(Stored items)

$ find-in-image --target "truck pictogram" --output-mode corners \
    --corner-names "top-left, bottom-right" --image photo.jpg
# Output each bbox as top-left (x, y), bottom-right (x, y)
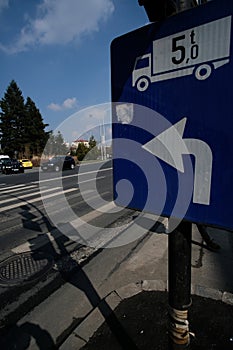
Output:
top-left (132, 16), bottom-right (231, 92)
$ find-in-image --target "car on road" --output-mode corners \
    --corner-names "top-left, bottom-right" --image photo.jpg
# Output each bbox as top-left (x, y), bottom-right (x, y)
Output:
top-left (19, 158), bottom-right (33, 169)
top-left (41, 156), bottom-right (75, 172)
top-left (0, 159), bottom-right (24, 175)
top-left (11, 159), bottom-right (24, 174)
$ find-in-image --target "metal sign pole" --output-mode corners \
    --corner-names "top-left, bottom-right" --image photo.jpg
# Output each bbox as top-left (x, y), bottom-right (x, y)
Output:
top-left (168, 221), bottom-right (192, 349)
top-left (168, 0), bottom-right (194, 349)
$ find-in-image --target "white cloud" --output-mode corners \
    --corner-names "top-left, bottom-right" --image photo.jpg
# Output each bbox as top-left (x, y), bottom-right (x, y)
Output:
top-left (48, 97), bottom-right (77, 112)
top-left (0, 0), bottom-right (114, 53)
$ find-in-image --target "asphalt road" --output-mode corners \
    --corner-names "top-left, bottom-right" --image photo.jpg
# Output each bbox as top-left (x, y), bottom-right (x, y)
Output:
top-left (0, 163), bottom-right (233, 350)
top-left (0, 162), bottom-right (112, 260)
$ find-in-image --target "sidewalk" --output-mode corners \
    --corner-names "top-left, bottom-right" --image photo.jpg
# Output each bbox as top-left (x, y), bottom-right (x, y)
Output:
top-left (61, 281), bottom-right (233, 350)
top-left (0, 223), bottom-right (233, 350)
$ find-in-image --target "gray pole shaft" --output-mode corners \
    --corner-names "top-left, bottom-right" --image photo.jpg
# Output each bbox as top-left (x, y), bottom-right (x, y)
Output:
top-left (168, 0), bottom-right (193, 349)
top-left (177, 0), bottom-right (193, 12)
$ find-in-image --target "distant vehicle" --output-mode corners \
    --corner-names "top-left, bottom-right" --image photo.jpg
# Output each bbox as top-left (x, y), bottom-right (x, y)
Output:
top-left (19, 158), bottom-right (33, 169)
top-left (0, 158), bottom-right (24, 175)
top-left (0, 154), bottom-right (10, 160)
top-left (41, 156), bottom-right (75, 172)
top-left (11, 159), bottom-right (24, 174)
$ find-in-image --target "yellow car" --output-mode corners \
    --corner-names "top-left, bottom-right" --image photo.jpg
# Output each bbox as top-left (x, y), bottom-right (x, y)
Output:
top-left (20, 159), bottom-right (33, 169)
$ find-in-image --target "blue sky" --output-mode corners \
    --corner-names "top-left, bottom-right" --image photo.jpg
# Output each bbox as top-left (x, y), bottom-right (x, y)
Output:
top-left (0, 0), bottom-right (147, 141)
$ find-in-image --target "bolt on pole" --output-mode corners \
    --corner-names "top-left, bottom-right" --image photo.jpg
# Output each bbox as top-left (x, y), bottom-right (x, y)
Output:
top-left (168, 221), bottom-right (192, 349)
top-left (168, 0), bottom-right (197, 349)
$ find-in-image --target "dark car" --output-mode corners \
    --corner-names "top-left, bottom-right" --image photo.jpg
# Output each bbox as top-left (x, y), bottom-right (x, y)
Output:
top-left (41, 156), bottom-right (75, 171)
top-left (1, 159), bottom-right (24, 174)
top-left (0, 159), bottom-right (12, 174)
top-left (11, 159), bottom-right (24, 174)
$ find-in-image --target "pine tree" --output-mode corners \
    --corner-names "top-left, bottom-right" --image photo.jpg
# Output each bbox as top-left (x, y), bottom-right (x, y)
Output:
top-left (0, 80), bottom-right (25, 157)
top-left (44, 131), bottom-right (69, 156)
top-left (24, 97), bottom-right (49, 155)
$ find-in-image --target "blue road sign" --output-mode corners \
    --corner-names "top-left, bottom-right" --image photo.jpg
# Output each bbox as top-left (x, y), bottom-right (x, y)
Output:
top-left (111, 0), bottom-right (233, 229)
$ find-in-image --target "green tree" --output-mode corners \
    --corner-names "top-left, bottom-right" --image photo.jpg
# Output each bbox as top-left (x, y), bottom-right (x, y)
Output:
top-left (0, 80), bottom-right (49, 157)
top-left (0, 80), bottom-right (25, 157)
top-left (44, 131), bottom-right (69, 156)
top-left (24, 97), bottom-right (49, 155)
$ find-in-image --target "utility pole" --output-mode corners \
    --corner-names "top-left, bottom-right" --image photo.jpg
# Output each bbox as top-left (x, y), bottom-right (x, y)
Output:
top-left (168, 0), bottom-right (194, 350)
top-left (139, 0), bottom-right (201, 350)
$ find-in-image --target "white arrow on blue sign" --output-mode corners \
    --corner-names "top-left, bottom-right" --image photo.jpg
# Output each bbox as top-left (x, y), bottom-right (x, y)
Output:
top-left (111, 0), bottom-right (233, 229)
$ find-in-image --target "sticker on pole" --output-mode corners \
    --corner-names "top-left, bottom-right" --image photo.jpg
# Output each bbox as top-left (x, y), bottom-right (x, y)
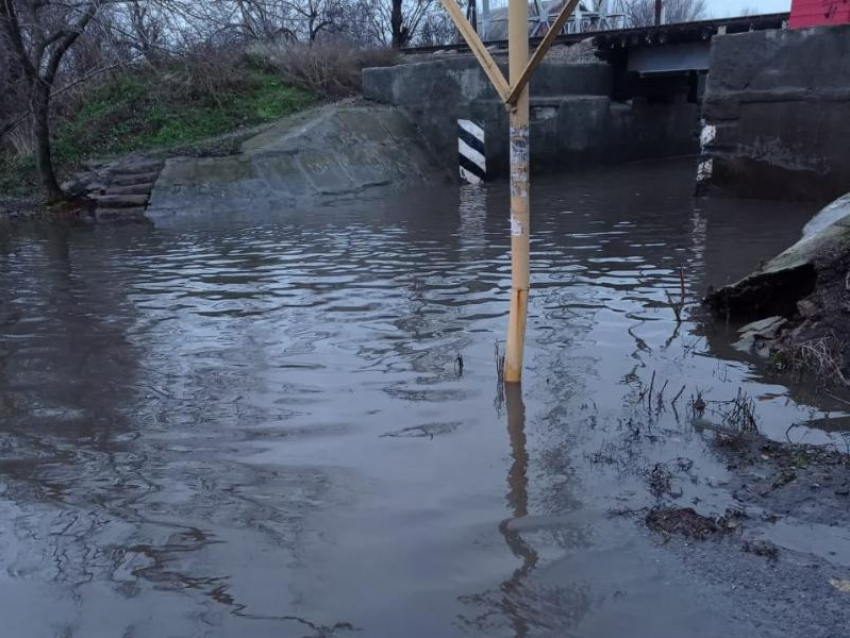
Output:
top-left (511, 215), bottom-right (522, 237)
top-left (511, 126), bottom-right (529, 198)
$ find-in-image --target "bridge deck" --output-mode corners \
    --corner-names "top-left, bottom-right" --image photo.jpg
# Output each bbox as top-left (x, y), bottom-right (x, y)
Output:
top-left (402, 13), bottom-right (790, 53)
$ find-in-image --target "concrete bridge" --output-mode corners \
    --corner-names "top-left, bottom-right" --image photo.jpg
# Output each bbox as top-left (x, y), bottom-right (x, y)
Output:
top-left (363, 14), bottom-right (850, 200)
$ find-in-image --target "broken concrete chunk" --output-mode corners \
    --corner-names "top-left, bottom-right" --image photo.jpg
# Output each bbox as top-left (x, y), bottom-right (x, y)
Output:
top-left (732, 317), bottom-right (788, 358)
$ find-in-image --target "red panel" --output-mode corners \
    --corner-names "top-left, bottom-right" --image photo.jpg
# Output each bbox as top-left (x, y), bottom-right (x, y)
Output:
top-left (789, 0), bottom-right (850, 29)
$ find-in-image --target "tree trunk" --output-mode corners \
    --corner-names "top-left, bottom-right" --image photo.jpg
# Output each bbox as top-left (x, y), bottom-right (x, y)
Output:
top-left (30, 80), bottom-right (64, 202)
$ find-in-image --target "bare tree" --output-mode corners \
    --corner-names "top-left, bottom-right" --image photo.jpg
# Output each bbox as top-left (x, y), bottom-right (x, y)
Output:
top-left (0, 0), bottom-right (101, 201)
top-left (357, 0), bottom-right (438, 49)
top-left (621, 0), bottom-right (708, 27)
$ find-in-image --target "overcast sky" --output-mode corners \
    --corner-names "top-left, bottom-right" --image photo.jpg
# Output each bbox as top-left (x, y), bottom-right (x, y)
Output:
top-left (708, 0), bottom-right (791, 16)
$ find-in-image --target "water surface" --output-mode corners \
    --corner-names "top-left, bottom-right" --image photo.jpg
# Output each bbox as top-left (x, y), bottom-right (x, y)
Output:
top-left (0, 162), bottom-right (844, 638)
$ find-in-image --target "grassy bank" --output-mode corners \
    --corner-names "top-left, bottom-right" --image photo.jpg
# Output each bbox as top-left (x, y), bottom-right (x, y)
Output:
top-left (0, 58), bottom-right (318, 196)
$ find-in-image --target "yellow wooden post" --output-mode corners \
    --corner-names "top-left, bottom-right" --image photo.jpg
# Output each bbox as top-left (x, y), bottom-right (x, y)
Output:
top-left (441, 0), bottom-right (579, 383)
top-left (505, 0), bottom-right (531, 383)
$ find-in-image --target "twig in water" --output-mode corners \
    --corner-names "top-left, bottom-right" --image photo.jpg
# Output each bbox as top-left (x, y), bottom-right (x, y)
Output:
top-left (495, 341), bottom-right (505, 384)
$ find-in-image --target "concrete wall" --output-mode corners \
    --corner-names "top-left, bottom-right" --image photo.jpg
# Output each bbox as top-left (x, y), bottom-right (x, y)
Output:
top-left (699, 26), bottom-right (850, 200)
top-left (147, 101), bottom-right (448, 218)
top-left (363, 55), bottom-right (699, 176)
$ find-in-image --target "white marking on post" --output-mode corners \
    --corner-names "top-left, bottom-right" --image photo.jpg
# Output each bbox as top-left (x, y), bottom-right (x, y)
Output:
top-left (457, 120), bottom-right (487, 184)
top-left (457, 120), bottom-right (484, 144)
top-left (457, 139), bottom-right (486, 171)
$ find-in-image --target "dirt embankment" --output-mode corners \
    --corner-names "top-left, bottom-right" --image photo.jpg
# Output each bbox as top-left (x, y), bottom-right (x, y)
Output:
top-left (706, 194), bottom-right (850, 386)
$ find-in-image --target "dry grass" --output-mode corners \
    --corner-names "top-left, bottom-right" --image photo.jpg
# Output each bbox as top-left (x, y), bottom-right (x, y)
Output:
top-left (254, 42), bottom-right (398, 99)
top-left (791, 336), bottom-right (850, 387)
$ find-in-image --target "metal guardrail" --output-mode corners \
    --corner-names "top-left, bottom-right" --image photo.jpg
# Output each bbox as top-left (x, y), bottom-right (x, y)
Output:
top-left (401, 13), bottom-right (790, 54)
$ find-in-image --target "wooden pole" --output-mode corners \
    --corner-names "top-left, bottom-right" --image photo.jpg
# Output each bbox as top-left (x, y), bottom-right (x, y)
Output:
top-left (434, 0), bottom-right (581, 383)
top-left (505, 0), bottom-right (530, 383)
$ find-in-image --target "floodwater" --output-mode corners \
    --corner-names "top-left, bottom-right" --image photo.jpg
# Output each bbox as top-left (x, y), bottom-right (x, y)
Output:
top-left (0, 162), bottom-right (850, 638)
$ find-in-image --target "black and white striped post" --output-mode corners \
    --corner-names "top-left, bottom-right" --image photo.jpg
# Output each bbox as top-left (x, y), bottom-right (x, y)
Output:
top-left (457, 120), bottom-right (487, 184)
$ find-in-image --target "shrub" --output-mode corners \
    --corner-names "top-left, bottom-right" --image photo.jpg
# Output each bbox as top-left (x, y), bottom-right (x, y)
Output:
top-left (254, 41), bottom-right (398, 99)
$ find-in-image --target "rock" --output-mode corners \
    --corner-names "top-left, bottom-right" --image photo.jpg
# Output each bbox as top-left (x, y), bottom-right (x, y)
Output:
top-left (797, 299), bottom-right (820, 319)
top-left (706, 197), bottom-right (850, 320)
top-left (803, 193), bottom-right (850, 237)
top-left (741, 540), bottom-right (779, 560)
top-left (732, 317), bottom-right (788, 358)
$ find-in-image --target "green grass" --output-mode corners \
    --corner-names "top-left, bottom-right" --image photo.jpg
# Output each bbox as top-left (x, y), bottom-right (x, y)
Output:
top-left (0, 65), bottom-right (317, 195)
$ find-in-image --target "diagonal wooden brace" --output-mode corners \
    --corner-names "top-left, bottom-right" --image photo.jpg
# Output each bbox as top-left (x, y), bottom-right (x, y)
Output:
top-left (504, 0), bottom-right (579, 107)
top-left (441, 0), bottom-right (511, 102)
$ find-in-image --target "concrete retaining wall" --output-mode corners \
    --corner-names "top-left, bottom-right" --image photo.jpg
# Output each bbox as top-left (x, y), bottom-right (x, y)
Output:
top-left (363, 55), bottom-right (699, 176)
top-left (700, 26), bottom-right (850, 200)
top-left (147, 103), bottom-right (448, 217)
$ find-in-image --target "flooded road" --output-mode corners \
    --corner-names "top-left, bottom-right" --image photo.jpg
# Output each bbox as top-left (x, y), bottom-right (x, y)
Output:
top-left (0, 162), bottom-right (850, 638)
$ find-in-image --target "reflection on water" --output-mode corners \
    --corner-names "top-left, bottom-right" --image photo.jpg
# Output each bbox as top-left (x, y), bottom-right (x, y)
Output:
top-left (0, 156), bottom-right (842, 638)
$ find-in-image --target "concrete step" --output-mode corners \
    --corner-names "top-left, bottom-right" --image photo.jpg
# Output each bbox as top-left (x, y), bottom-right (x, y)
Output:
top-left (94, 206), bottom-right (145, 222)
top-left (113, 157), bottom-right (165, 173)
top-left (92, 194), bottom-right (150, 208)
top-left (111, 170), bottom-right (159, 186)
top-left (102, 183), bottom-right (153, 195)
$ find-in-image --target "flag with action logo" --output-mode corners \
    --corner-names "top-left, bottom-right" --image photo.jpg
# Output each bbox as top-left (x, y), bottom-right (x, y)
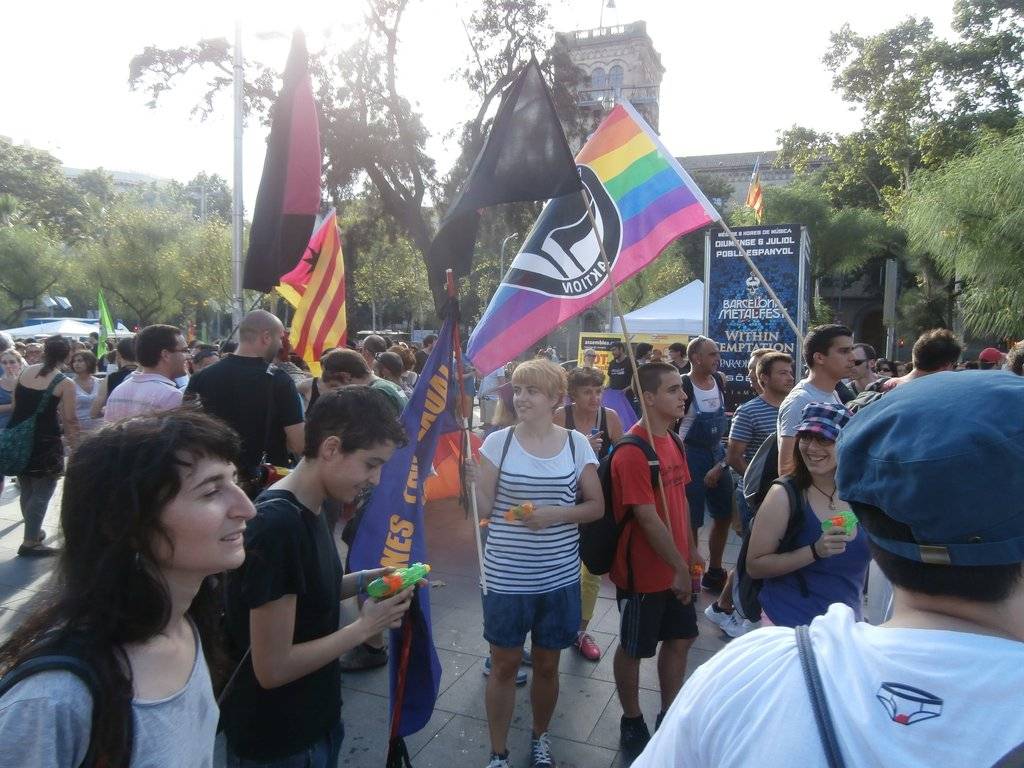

YOUR OBJECTIVE:
Copy the items from the start through the line with "top-left (177, 0), bottom-right (193, 12)", changing "asphalt road" to "paved road" and keeping everything else the same. Leave out the pictures.

ANSWER FOR THIS EXERCISE:
$ find-in-image --target "truck pictogram" --output-mode corners \
    --corner-names "top-left, bottom-right" --image photo.jpg
# Output each bbox as top-left (x, y), bottom-right (x, y)
Output:
top-left (132, 16), bottom-right (231, 92)
$ find-in-image --target "car on road" --output-mode corners \
    --corner-names "top-left, bottom-right" --image photo.jpg
# Output each bbox as top-left (x, y), bottom-right (x, y)
Output:
top-left (19, 158), bottom-right (33, 169)
top-left (41, 156), bottom-right (75, 172)
top-left (0, 159), bottom-right (24, 175)
top-left (11, 159), bottom-right (24, 174)
$ find-in-image --target "metal sign pole" --output-mode corners \
    --corner-names "top-left, bottom-right" --image photo.jpg
# Output each bbox as top-left (x, y), bottom-right (x, y)
Output:
top-left (168, 221), bottom-right (192, 349)
top-left (168, 0), bottom-right (194, 349)
$ find-in-image --target "white cloud" --output-mode corners \
    --corner-names "top-left, bottom-right" --image photo.jpg
# Output each bbox as top-left (x, y), bottom-right (x, y)
Output:
top-left (48, 97), bottom-right (77, 112)
top-left (0, 0), bottom-right (114, 53)
$ find-in-image --target "paved road" --output-mode corners \
    --corner-names "top-left, bottom-right" --image photo.jpg
# Output each bbox as top-left (x, y), bottom-right (x, y)
Output:
top-left (0, 163), bottom-right (233, 350)
top-left (0, 162), bottom-right (112, 260)
$ find-in-image --target "sidewalk" --output-mode corners \
    --corner-names "top-left, bottom-right" --image photo.jpg
# Output each bbox as top-left (x, y), bottom-right (x, y)
Output:
top-left (61, 281), bottom-right (233, 350)
top-left (0, 223), bottom-right (233, 350)
$ find-in-image --target "gray pole shaft" --output-mode corners \
    --corner-names "top-left, bottom-right" --image photo.jpg
# Output each bbox as top-left (x, y), bottom-right (x, y)
Output:
top-left (168, 0), bottom-right (193, 349)
top-left (177, 0), bottom-right (193, 12)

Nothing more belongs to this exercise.